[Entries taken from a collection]
↓↓↓
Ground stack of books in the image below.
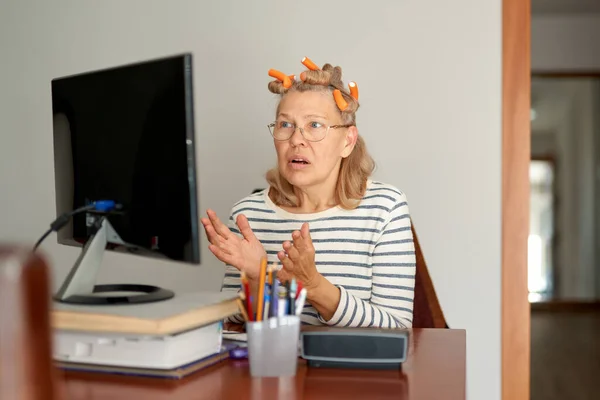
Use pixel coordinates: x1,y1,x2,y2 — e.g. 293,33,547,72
52,291,242,379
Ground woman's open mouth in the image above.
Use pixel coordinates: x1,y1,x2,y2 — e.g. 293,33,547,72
288,157,311,169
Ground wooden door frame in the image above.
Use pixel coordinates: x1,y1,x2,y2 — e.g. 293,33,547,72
502,0,530,399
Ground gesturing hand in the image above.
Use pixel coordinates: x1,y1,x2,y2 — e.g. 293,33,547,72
276,223,322,290
201,209,266,281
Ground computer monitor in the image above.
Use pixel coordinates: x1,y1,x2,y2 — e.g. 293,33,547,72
50,54,199,304
51,53,200,264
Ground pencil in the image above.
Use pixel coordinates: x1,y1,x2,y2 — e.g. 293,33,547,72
255,257,267,321
268,265,273,288
241,272,253,321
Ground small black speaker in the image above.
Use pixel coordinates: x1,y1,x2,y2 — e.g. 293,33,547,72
300,327,409,369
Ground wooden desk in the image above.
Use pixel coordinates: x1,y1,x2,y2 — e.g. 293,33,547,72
59,328,465,400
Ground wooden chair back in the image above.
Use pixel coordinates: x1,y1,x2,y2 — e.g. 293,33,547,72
0,245,60,400
411,224,448,328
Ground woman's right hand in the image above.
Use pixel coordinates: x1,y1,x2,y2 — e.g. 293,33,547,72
201,209,266,281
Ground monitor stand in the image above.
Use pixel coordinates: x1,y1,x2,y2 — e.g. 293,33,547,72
53,216,175,305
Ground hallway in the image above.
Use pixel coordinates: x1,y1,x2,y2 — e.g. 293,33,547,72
531,309,600,400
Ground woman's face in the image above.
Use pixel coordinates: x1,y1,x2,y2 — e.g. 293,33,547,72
273,90,357,191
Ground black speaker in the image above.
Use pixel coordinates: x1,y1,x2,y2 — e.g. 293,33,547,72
300,327,409,369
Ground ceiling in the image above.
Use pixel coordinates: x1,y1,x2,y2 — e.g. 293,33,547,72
532,0,600,15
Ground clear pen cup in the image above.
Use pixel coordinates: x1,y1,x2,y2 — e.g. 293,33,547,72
245,315,300,377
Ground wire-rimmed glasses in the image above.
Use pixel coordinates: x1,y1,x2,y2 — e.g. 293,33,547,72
267,120,353,142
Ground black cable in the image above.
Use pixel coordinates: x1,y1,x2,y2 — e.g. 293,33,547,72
32,204,95,251
33,201,121,252
33,228,53,251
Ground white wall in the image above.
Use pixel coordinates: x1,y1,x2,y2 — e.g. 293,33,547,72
0,1,502,399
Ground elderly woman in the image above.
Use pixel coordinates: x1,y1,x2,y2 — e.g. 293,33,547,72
201,57,416,329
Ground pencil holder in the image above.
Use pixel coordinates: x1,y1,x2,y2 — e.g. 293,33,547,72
246,315,300,377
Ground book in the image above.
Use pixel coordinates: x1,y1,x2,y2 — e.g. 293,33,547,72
56,341,241,379
222,331,248,342
54,321,225,369
52,291,241,335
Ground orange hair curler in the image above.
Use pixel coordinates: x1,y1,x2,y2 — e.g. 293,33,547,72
300,72,307,81
301,57,319,71
348,81,358,100
333,89,348,111
268,69,292,88
288,74,296,81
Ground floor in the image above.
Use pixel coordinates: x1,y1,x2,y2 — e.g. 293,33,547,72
530,309,600,400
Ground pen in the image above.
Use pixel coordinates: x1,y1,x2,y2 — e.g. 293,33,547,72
277,285,287,317
256,258,267,321
263,292,270,320
295,288,307,316
296,281,303,299
289,278,297,315
270,277,279,317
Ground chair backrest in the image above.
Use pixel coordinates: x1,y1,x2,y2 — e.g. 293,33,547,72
411,223,448,328
0,245,60,400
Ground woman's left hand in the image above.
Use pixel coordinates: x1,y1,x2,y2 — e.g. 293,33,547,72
276,222,322,290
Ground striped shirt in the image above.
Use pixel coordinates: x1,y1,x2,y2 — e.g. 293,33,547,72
221,180,416,329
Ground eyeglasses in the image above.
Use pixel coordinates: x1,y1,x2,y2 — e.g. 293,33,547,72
267,120,353,142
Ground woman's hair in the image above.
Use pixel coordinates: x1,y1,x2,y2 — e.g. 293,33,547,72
265,61,376,210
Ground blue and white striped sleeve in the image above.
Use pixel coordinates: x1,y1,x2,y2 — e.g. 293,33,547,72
220,209,245,324
319,193,416,328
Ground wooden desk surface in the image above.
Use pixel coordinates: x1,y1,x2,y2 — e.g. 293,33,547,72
59,328,465,400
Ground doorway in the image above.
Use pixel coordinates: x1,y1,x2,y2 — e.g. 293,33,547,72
528,157,555,302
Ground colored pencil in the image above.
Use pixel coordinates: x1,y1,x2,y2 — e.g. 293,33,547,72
255,258,267,321
241,272,253,321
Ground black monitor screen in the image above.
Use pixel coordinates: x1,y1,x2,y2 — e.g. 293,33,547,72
51,54,200,264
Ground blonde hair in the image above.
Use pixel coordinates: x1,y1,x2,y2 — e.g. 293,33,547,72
265,62,375,210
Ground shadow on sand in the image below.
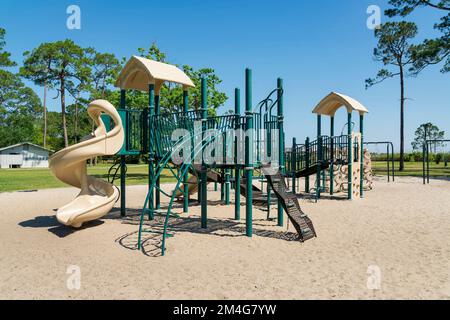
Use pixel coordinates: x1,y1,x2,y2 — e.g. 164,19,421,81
18,215,104,238
110,207,300,258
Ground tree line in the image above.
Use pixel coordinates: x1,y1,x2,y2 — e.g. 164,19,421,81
0,0,448,169
366,0,449,170
0,33,227,152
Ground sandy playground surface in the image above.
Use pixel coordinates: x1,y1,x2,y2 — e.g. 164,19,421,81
0,176,449,300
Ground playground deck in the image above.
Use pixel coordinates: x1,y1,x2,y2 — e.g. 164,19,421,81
1,176,449,299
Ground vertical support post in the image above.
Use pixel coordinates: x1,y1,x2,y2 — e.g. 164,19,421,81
224,128,230,205
316,136,322,200
360,114,364,198
316,115,322,200
220,169,225,201
422,144,426,185
154,93,161,210
148,84,155,212
266,182,271,218
424,129,429,184
426,141,430,184
201,77,208,228
120,89,126,217
234,88,241,220
305,137,310,193
387,144,391,183
183,89,189,212
291,137,296,194
330,116,334,195
391,143,395,182
347,112,353,200
277,78,284,227
225,169,230,205
245,69,253,237
317,115,322,137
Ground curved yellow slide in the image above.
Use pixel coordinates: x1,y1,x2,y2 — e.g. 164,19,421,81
49,100,124,228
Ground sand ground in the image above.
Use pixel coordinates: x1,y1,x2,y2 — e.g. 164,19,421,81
0,176,449,300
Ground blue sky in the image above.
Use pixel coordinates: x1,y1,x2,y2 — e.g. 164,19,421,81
1,0,449,151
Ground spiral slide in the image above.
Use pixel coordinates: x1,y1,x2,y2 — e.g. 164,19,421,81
49,100,124,228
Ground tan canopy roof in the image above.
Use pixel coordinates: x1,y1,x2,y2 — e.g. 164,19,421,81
312,92,369,116
115,56,195,92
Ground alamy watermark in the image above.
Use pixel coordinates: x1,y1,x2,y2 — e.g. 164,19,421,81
66,5,81,30
66,265,81,290
170,123,280,175
366,265,381,290
366,5,381,30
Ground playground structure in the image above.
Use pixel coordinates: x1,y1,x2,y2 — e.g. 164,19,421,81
48,56,381,256
285,92,370,201
110,56,316,255
48,100,124,227
422,139,450,184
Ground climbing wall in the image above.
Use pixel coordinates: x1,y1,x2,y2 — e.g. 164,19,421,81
351,133,361,198
316,133,373,198
363,148,373,190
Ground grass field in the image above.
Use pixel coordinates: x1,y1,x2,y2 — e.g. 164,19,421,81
1,161,449,193
372,161,450,178
0,164,176,192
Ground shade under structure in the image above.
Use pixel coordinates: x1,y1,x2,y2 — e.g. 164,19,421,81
115,55,195,92
312,92,369,116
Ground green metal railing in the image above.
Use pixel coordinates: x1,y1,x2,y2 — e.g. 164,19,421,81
286,134,358,175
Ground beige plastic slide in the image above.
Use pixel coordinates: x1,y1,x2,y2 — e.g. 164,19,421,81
175,175,199,198
49,100,124,228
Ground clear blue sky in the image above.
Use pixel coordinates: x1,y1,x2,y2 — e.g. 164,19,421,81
1,0,449,151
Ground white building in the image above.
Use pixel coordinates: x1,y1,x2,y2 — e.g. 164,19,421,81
0,142,53,168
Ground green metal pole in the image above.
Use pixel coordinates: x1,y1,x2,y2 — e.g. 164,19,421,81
245,69,253,237
360,114,364,198
266,182,271,218
387,144,390,182
391,143,395,182
317,115,322,137
120,89,126,217
291,137,296,194
316,136,322,200
422,143,426,184
426,141,430,184
225,169,230,205
424,129,429,184
316,115,322,200
305,137,310,193
330,116,334,195
155,94,161,209
234,88,241,221
347,112,352,200
277,78,284,226
183,90,189,212
224,125,230,205
148,84,155,212
221,170,225,202
201,77,208,229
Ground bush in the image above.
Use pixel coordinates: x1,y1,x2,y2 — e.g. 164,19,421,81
411,152,423,162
↑↑↑
Aim of the exercise »
The exact lines from the beginning of the data through the one that contains "Ground clear pen cup in the image above." must be given again, both ends included, and pictures must be left out.

Response to the task »
Ground stack of books in the image below.
Use pixel coordinates: x1,y1,x2,y2 — e.g. 293,33,547,72
52,291,242,379
Ground woman's open mouth in the image above.
Use pixel coordinates: x1,y1,x2,y2 — e.g. 293,33,547,72
288,157,311,169
Ground wooden door frame in the image above.
Use pixel coordinates: x1,y1,x2,y2 — e.g. 293,33,547,72
502,0,530,399
Ground gesturing hand in the image above.
Use pixel coordinates: x1,y1,x2,y2 — e.g. 293,33,547,72
276,223,322,290
201,209,266,281
Ground computer monitor in the image above.
Use pixel coordinates: x1,y1,x2,y2 — e.g. 293,33,547,72
50,54,199,304
51,53,200,264
Ground pencil in the image above.
Use pixel coordinates: x1,y1,x2,y2 — e.g. 293,33,547,72
255,257,267,321
268,265,273,288
241,272,253,321
Ground small black speaker in the image above.
Use pixel coordinates: x1,y1,x2,y2 — e.g. 293,33,547,72
300,327,409,369
Ground wooden desk in the image above.
Use pixel coordinates: x1,y1,x2,y2 — e.g. 293,33,547,72
59,328,465,400
Ground wooden chair back in the image above.
Use pixel coordinates: x1,y1,x2,y2 — e.g. 293,33,547,72
0,245,60,400
411,224,448,328
Ground woman's right hand in the image above.
Use pixel coordinates: x1,y1,x2,y2 — e.g. 293,33,547,72
201,209,266,281
Ground monitor stand in the image above.
Use pixel coordinates: x1,y1,x2,y2 — e.g. 293,33,547,72
53,216,175,305
Ground hallway in the image above.
Use pixel coordinates: x1,y1,x2,y2 — e.g. 293,33,547,72
531,309,600,400
Ground woman's face in the image above.
Use pixel coordinates: x1,y1,x2,y2 — e.g. 293,33,547,72
273,90,357,191
Ground black speaker in the image above.
Use pixel coordinates: x1,y1,x2,y2 — e.g. 293,33,547,72
300,327,409,369
Ground ceiling in the image above.
Use pixel coordinates: x1,y1,x2,y2 — e.g. 293,33,547,72
532,0,600,15
Ground clear pen cup in the image above.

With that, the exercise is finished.